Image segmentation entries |
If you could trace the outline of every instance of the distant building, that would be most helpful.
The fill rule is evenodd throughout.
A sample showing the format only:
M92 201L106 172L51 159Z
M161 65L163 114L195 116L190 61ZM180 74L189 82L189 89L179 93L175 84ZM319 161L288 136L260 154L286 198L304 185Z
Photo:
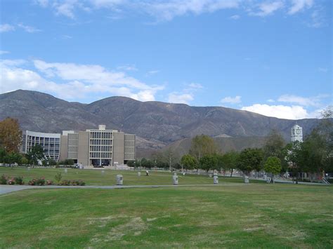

Your instructions | Copy out every line of the records above word for word, omitting the pictures.

Finished exercise |
If you could trace the outline of every instance of the distant building, that would be most helpful.
The fill rule is evenodd throughout.
A sample showing the format only:
M92 201L106 172L51 159Z
M161 65L163 114L195 116L190 61ZM180 74L189 82L189 89L179 93L175 84ZM319 161L288 136L260 154L286 198L304 185Z
Photo:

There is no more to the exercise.